**Material provided**
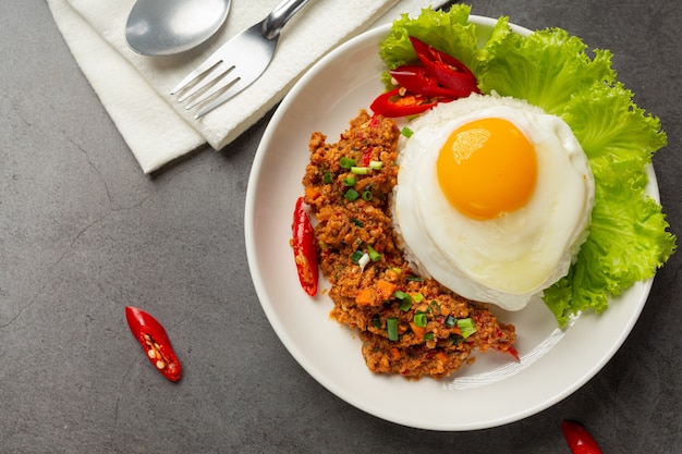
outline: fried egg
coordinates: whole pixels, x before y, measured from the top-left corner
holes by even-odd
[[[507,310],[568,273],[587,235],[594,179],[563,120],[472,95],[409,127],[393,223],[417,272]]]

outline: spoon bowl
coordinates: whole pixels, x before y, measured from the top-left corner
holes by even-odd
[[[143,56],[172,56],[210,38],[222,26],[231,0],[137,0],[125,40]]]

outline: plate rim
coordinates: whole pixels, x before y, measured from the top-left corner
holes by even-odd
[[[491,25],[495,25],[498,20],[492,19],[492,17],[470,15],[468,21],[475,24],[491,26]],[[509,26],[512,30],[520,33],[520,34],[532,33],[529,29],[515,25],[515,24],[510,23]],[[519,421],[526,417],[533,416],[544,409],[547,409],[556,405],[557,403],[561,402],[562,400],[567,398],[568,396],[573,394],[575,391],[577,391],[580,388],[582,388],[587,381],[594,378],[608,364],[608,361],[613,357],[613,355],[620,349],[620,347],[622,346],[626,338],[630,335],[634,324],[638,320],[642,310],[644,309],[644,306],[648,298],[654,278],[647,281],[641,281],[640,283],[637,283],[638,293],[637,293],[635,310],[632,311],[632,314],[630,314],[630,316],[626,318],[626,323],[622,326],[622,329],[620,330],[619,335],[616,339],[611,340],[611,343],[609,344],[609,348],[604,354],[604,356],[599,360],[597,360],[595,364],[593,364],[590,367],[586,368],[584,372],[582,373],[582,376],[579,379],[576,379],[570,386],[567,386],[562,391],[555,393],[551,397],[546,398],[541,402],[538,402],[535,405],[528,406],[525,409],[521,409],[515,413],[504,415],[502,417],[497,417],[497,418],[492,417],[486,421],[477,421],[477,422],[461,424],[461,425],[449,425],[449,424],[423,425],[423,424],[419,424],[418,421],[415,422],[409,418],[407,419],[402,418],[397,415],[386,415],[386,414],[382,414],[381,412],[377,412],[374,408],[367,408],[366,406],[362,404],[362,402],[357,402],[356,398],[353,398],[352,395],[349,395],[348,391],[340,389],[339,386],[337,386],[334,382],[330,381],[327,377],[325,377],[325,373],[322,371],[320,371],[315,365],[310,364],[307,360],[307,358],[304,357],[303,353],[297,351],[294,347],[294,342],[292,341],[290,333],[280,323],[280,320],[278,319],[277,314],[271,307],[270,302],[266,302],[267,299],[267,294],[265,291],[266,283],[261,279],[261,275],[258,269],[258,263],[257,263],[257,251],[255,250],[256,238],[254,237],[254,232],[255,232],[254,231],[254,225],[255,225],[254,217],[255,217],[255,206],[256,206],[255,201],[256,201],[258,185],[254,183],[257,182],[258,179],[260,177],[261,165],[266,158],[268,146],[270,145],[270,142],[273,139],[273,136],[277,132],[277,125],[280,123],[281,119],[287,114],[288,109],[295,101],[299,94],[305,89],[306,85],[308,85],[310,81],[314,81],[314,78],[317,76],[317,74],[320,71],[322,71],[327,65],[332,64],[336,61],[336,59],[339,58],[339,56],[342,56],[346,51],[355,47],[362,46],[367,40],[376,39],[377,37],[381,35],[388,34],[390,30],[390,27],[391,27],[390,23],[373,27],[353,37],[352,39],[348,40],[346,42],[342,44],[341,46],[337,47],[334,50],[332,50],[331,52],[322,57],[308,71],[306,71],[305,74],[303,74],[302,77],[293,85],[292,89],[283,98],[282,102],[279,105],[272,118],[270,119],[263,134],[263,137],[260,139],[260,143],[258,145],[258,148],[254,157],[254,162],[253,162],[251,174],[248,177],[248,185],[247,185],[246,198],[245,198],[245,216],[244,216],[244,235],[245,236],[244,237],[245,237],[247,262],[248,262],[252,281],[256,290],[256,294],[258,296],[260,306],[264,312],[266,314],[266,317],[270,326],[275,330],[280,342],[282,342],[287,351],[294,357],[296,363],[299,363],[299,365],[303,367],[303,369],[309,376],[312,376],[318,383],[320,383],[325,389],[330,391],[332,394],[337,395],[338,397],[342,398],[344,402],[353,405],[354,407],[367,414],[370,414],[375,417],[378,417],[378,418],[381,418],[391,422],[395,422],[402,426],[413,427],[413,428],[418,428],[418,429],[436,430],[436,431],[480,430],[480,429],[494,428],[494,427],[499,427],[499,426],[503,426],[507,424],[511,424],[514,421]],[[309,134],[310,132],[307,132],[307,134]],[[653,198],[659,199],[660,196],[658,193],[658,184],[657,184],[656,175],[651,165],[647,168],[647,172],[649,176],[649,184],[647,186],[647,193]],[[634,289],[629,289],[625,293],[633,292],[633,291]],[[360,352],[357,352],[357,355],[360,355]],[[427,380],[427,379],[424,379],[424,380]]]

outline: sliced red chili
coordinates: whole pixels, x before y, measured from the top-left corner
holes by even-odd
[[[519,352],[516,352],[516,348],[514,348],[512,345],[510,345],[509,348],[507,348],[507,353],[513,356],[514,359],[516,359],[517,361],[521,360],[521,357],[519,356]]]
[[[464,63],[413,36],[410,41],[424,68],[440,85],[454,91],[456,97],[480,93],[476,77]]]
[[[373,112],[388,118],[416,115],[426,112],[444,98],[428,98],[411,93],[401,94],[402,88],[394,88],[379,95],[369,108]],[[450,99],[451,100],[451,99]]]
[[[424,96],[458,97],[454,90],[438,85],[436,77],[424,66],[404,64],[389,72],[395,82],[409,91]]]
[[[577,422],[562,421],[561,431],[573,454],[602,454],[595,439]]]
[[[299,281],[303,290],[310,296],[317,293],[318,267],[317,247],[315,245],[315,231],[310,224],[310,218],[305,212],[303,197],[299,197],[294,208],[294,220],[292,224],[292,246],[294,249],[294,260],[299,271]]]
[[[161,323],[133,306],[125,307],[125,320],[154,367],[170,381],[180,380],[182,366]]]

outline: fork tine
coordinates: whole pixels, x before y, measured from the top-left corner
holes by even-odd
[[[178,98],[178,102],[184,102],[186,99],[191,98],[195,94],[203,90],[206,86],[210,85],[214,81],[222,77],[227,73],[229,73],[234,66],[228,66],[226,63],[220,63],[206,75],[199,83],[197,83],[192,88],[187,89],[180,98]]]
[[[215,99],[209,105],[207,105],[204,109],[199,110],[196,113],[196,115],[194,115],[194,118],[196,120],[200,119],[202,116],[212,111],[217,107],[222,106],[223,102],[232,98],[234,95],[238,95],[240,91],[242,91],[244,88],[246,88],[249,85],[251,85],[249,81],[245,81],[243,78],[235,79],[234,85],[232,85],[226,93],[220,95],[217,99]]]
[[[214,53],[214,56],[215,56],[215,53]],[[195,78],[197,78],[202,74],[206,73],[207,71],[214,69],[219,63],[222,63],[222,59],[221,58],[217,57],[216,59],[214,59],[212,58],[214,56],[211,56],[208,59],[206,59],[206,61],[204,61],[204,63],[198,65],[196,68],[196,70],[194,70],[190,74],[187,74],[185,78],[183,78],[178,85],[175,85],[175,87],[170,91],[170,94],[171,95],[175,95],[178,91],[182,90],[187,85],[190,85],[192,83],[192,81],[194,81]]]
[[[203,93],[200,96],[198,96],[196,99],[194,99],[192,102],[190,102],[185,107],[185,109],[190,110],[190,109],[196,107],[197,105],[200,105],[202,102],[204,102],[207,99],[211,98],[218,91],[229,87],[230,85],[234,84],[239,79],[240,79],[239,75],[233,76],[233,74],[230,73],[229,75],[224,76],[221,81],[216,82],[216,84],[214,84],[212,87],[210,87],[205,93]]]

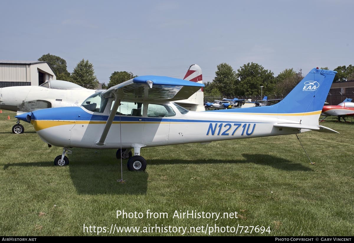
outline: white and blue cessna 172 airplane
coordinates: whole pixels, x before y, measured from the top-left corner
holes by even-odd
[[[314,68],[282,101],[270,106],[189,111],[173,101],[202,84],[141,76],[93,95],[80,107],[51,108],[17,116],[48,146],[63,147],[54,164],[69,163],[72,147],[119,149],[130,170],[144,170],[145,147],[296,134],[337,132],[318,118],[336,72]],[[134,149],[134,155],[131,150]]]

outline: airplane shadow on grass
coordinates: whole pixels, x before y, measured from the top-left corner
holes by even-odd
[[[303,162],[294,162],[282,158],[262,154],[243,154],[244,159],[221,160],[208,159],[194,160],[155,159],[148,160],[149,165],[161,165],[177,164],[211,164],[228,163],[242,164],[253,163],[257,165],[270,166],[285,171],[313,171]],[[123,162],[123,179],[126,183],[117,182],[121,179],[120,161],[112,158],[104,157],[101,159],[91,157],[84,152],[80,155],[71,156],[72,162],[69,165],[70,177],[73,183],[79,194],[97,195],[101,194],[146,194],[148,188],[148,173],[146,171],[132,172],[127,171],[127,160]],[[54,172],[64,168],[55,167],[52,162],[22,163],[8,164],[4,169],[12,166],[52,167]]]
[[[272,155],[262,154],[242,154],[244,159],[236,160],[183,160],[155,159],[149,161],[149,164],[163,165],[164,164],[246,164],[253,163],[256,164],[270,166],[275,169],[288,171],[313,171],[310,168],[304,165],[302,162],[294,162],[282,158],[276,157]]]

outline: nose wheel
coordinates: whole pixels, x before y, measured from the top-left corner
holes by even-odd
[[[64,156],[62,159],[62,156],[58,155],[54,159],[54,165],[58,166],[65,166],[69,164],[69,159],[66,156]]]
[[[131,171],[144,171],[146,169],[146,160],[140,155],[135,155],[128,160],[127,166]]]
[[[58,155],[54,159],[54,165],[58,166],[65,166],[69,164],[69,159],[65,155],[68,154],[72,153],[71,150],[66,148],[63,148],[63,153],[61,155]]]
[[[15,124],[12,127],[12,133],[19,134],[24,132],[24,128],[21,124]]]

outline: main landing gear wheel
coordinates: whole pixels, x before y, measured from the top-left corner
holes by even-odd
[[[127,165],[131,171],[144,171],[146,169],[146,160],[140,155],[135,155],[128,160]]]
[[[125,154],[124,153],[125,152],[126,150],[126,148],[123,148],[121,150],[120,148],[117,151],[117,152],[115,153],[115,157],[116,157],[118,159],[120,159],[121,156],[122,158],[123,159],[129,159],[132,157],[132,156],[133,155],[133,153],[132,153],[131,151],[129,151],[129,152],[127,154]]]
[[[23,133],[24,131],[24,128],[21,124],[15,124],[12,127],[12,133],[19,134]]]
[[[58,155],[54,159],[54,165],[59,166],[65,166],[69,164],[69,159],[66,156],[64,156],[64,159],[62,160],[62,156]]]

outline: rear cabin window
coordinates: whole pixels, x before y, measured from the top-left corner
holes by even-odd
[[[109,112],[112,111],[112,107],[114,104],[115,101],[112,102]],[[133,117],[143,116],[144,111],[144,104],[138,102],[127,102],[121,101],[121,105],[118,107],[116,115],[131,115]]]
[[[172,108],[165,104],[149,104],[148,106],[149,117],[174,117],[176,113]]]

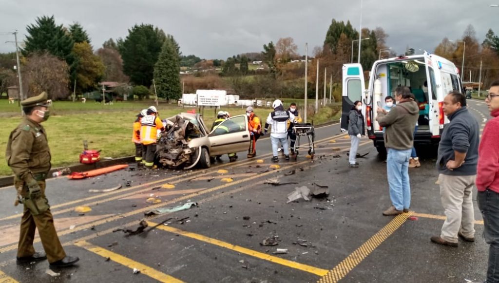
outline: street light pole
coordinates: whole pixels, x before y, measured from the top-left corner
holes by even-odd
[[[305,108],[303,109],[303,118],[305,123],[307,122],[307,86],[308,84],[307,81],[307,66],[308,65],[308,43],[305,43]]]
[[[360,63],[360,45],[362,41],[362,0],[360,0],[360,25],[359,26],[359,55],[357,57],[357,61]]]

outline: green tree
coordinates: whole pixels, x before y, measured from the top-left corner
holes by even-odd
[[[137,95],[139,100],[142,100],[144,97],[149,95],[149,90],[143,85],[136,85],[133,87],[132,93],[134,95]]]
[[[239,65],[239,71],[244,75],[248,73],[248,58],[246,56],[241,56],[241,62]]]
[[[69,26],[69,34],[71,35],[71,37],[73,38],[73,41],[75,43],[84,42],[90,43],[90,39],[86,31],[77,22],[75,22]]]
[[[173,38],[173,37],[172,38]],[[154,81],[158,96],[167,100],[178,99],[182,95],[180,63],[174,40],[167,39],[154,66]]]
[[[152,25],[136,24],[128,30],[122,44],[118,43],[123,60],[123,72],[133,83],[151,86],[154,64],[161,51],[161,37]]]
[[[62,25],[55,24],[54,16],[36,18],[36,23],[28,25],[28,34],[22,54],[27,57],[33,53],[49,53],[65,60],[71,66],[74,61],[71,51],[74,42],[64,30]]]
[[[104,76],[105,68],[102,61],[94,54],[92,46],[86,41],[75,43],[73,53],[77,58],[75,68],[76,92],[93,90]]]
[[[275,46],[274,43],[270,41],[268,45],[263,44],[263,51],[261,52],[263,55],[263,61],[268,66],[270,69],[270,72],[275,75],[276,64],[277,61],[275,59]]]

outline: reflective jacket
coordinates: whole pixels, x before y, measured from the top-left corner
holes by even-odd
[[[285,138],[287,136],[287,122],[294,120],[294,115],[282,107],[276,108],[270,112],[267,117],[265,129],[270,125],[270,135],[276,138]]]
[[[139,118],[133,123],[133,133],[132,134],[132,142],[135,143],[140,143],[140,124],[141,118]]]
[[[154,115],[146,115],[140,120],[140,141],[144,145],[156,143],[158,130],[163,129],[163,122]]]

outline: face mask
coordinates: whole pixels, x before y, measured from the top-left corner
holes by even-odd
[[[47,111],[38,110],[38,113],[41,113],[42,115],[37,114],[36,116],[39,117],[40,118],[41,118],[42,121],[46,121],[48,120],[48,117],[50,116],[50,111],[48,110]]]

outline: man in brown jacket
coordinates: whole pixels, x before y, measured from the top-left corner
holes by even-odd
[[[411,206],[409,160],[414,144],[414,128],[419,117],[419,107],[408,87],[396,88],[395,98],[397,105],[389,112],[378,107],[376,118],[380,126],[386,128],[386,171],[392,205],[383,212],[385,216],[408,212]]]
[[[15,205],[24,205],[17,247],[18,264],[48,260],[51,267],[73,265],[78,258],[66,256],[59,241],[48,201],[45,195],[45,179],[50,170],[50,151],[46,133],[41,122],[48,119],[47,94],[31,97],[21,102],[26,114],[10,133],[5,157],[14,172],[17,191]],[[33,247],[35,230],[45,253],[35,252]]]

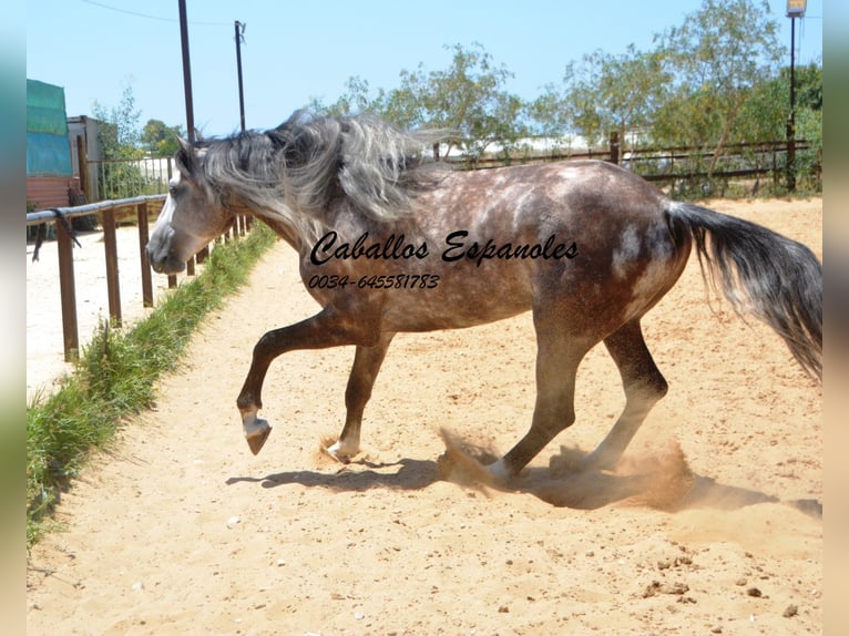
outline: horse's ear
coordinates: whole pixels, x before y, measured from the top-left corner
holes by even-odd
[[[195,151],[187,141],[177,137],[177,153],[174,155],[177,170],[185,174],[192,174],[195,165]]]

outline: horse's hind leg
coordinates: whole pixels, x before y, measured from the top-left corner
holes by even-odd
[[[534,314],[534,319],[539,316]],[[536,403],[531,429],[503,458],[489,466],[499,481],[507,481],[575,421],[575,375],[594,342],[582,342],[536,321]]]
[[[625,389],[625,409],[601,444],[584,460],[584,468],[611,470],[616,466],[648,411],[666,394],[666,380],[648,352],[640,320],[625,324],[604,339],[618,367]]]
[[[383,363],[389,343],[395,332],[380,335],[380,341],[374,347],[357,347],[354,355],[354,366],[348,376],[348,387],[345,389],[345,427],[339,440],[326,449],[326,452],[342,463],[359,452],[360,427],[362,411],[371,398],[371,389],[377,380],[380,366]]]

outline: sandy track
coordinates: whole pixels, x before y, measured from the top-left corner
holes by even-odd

**Directions**
Copy the items above word for word, from the line with "outline: spoon bowl" up to and including the line with "[[[143,56],[172,56],[210,38],[222,26],[231,0],[137,0],[125,40]]]".

**The completed task**
outline: spoon bowl
coordinates: whole pixels, x before y, measured from the top-left corner
holes by even-odd
[[[143,56],[172,56],[210,38],[222,26],[231,0],[137,0],[125,40]]]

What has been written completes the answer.